Copy the stretch of the JVM machine code post below from "JVM support for" through "the desk :))", changing "awesome" to "impressive".

Text |
· · · ·

JVM support for arbitrary machine code loading and execution
Vitaly Davidovich
vitalyd at gmail.com
Fri Dec 4 17:11:05 UTC 2015
Wow, that's awesome. Could something like this ever be exposed to user
code (java's version of inline asm)? (ducks under the desk :))
On Fri, Dec 4, 2015 at 12:04 PM, Vladimir Ivanov <
vladimir.x.ivanov at oracle.com> wrote:
> Hi,
>
> FYI I've been exploring machine code snippets recently:
>
> hs: http://hg.openjdk.java.net/panama/panama/hotspot/rev/cd901fd90596
> jdk: http://hg.openjdk.java.net/panama/panama/jdk/rev/091cdacf28e5
>
> Samples:
> [1] MachineCodeSnippetSamples
>
>
> http://hg.openjdk.java.net/panama/panama/jdk/file/091cdacf28e5/test/panama/snippets/MachineCodeSnippetSamples.java
>
> [2] CPUID
>
>
> http://hg.openjdk.java.net/panama/panama/jdk/file/091cdacf28e5/test/panama/snippets/CPUID.java
>
> [3] VectorUtils
>
>
> http://hg.openjdk.java.net/panama/panama/jdk/file/091cdacf28e5/test/panama/snippets/VectorUtils.java
>
> [4] VectorizedHashCode
>
>
> http://hg.openjdk.java.net/panama/panama/jdk/file/091cdacf28e5/test/panama/snippets/VectorizedHashCode.java
>
> The main assumption is that JVM doesn't know anything about the machine
> code being loaded, but use it "as is".

· · · ·

Source excerpt |
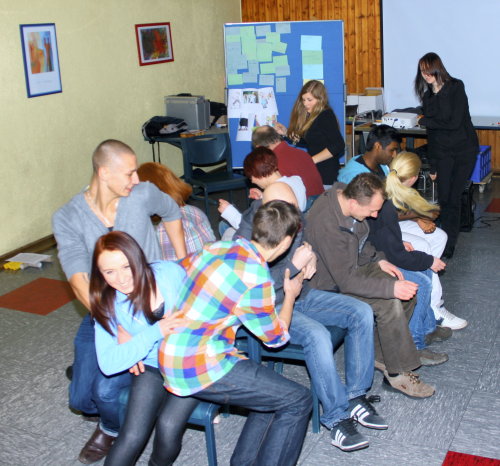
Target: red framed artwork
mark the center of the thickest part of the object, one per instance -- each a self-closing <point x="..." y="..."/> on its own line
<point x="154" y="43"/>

· · · ·

Full answer |
JVM support for arbitrary machine code loading and execution
Vitaly Davidovich
vitalyd at gmail.com
Fri Dec 4 17:11:05 UTC 2015
Wow, that's impressive. Could something like this ever be exposed to user
code (java's version of inline asm)? (ducks under the desk :))